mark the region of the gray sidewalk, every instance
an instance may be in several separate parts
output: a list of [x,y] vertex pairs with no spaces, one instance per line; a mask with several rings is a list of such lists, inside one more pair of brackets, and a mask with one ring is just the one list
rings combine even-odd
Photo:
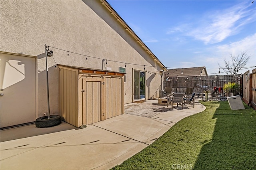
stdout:
[[[152,102],[147,101],[138,106]],[[152,117],[125,114],[83,129],[69,127],[64,131],[1,142],[0,167],[1,170],[109,169],[152,144],[178,121],[205,109],[197,100],[194,108],[191,105],[183,109],[168,107],[170,109],[163,112],[154,109],[156,115]],[[64,122],[61,125],[63,128],[70,126]],[[12,134],[21,129],[2,130],[1,135]]]

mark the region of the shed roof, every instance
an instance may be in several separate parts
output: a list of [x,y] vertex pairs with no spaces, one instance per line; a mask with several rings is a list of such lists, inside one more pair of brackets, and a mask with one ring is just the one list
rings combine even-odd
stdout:
[[[168,69],[164,73],[164,77],[187,77],[199,76],[202,71],[202,75],[208,75],[207,71],[205,67],[196,67],[178,68]],[[181,72],[183,71],[183,74]]]
[[70,65],[62,65],[58,64],[58,66],[64,67],[65,67],[70,68],[71,69],[76,69],[80,70],[80,73],[89,73],[91,74],[105,74],[112,75],[123,76],[126,74],[126,73],[121,73],[120,72],[113,71],[109,70],[100,70],[98,69],[92,69],[91,68],[87,68],[81,67],[80,67],[71,66]]

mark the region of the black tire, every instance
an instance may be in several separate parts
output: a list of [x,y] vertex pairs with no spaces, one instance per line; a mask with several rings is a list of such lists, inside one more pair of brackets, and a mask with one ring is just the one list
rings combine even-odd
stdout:
[[36,120],[36,127],[44,128],[58,125],[61,123],[61,118],[58,115],[50,115],[49,119],[48,116],[39,117]]

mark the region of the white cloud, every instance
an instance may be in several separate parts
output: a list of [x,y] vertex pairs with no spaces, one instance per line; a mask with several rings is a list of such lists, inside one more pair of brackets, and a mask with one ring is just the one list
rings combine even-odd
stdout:
[[[247,2],[221,11],[209,12],[210,14],[202,14],[203,16],[195,19],[193,24],[188,23],[171,28],[166,34],[182,33],[205,44],[221,42],[238,34],[244,26],[255,21],[256,13],[248,9]],[[195,23],[194,21],[198,22]]]
[[[237,55],[246,52],[247,55],[255,58],[256,55],[256,34],[240,41],[228,44],[217,46],[218,53],[222,56]],[[255,63],[254,63],[254,64]]]
[[144,42],[146,42],[155,43],[159,42],[159,41],[156,40],[148,40],[144,41]]

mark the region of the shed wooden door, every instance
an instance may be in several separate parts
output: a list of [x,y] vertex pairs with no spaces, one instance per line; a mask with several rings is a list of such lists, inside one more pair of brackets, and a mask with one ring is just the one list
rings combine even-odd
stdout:
[[83,78],[83,124],[90,125],[101,120],[102,83],[102,77]]
[[121,77],[106,77],[106,119],[123,114],[123,83]]
[[36,58],[0,55],[1,127],[34,122],[36,109]]

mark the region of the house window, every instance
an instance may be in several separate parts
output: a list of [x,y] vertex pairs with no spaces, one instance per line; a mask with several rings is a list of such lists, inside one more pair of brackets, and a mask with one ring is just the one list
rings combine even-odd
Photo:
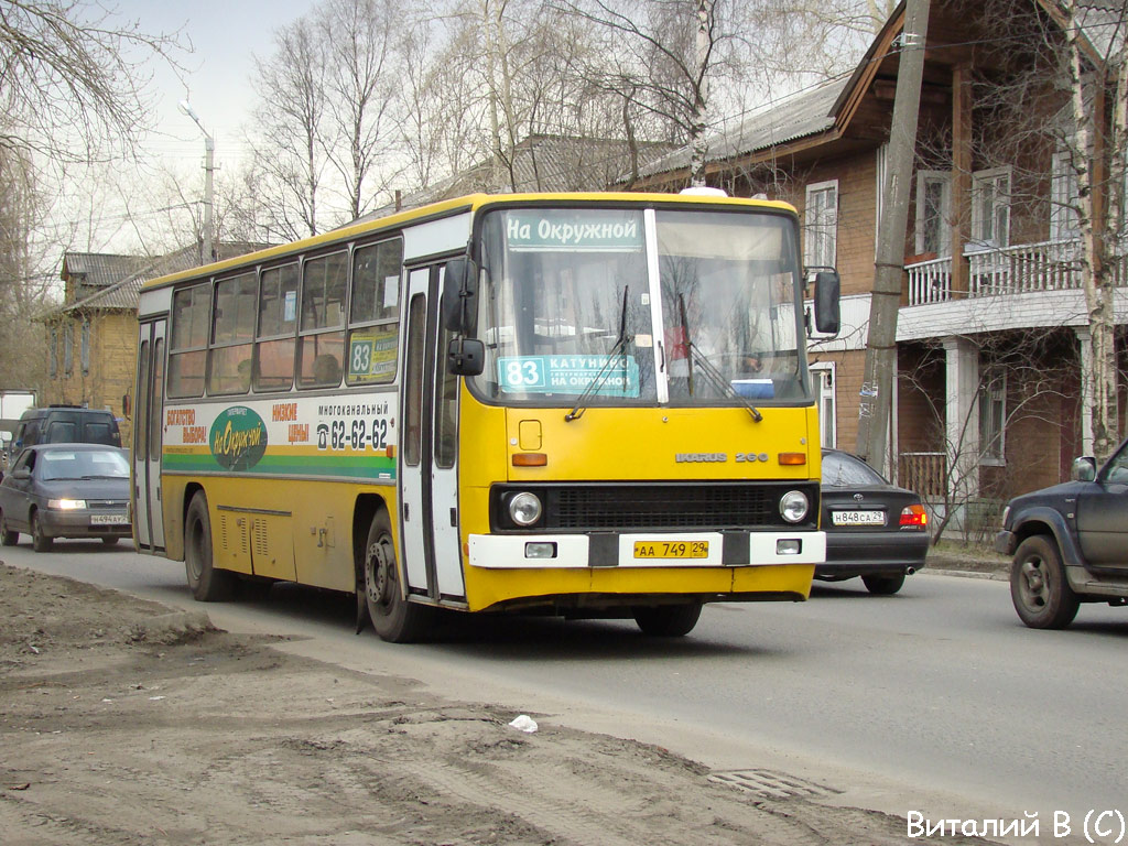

+---+

PROBLEM DETAILS
Rewrite every row above as a numbered list with one line per item, skipping the blank lines and leaving out the pictures.

SOLUTION
1. mark the region of the gray sidewalk, every instance
2. an instance may be in several separate parts
3. output: a list of [x,y] vertex pairs with no spaces, one instance per line; a mask with several rings is a list of such lists, inside one more pair of brackets, and a mask with one ring is just the one list
4. rings combine even-odd
5. Photo:
6. stdout:
7. [[[152,102],[147,101],[138,106]],[[152,117],[125,114],[83,129],[69,127],[64,131],[1,142],[0,167],[1,170],[109,169],[152,144],[178,121],[205,109],[197,100],[194,108],[191,105],[183,109],[168,107],[170,109],[163,112],[154,109],[156,115]],[[64,122],[61,125],[63,128],[70,126]],[[12,134],[21,129],[2,130],[1,135]]]
8. mark the region of the shed roof, every instance
9. an instance may be in several separate parts
10. output: a list of [x,y] vertex pairs with no spaces, one instance per line; a mask with several rings is a list of such lists, inside one more pair of brackets, and a mask with one ring is just the one list
11. rings combine even-odd
12. stdout:
13. [[[168,69],[164,73],[164,77],[187,77],[199,76],[202,71],[202,75],[208,75],[207,71],[205,67],[196,67],[178,68]],[[181,72],[183,71],[183,74]]]
14. [[70,65],[62,65],[58,64],[58,66],[64,67],[65,67],[70,68],[71,69],[76,69],[80,70],[80,73],[89,73],[91,74],[105,74],[112,75],[123,76],[126,74],[126,73],[121,73],[120,72],[113,71],[109,70],[100,70],[98,69],[92,69],[91,68],[87,68],[81,67],[80,67],[71,66]]
15. mark the region of the black tire, every instance
16. an instance may be in several separate parts
17. output: a list of [x,y] vertex pairs with no spaces, one instance per line; a mask with several rings is a list of such lists, inside one more pair of brackets, and a mask with one ring is just the one list
18. rings combine even-odd
19. stdout:
20. [[36,120],[36,127],[44,128],[58,125],[61,123],[61,118],[58,115],[50,115],[49,119],[48,116],[39,117]]
21. mark the region of the white cloud, every instance
22. an instance may be in several separate parts
23. output: a list of [x,y] vertex pairs with no spaces, one instance per line; a mask with several rings is a list of such lists, inside one more pair of brackets, and a mask with one ring is just the one list
24. rings combine even-odd
25. stdout:
26. [[[247,2],[221,11],[209,12],[210,14],[202,14],[203,16],[195,19],[193,24],[188,23],[171,28],[166,34],[182,33],[205,44],[221,42],[238,34],[244,26],[255,21],[256,13],[248,9]],[[195,23],[194,21],[198,22]]]
27. [[[237,55],[246,52],[247,55],[255,58],[256,55],[256,34],[240,41],[228,44],[217,46],[218,53],[222,56]],[[255,63],[254,63],[254,64]]]
28. [[144,42],[146,42],[155,43],[159,42],[159,41],[156,40],[148,40],[144,41]]
29. mark the region of the shed wooden door, every instance
30. an instance may be in several separate parts
31. output: a list of [x,y] vertex pairs with no spaces, one instance per line; a mask with several rings is a list of such lists, inside one more pair of brackets, and a mask with one ring is just the one list
32. rings combine even-odd
33. stdout:
34. [[83,78],[83,124],[90,125],[101,120],[102,83],[102,77]]
35. [[121,77],[106,77],[106,119],[123,114],[123,83]]
36. [[36,58],[0,55],[1,127],[34,122],[36,109]]
37. mark the region of the house window, every instance
38. an instance may be in several separate parts
39. output: a list of [x,y] vertex pairs with no spaces, one instance per line; a mask with several rings is a list of such lists, inside one more pair of brackets, and a mask with one ring is just the one list
40. rings combine even-odd
41. Photo:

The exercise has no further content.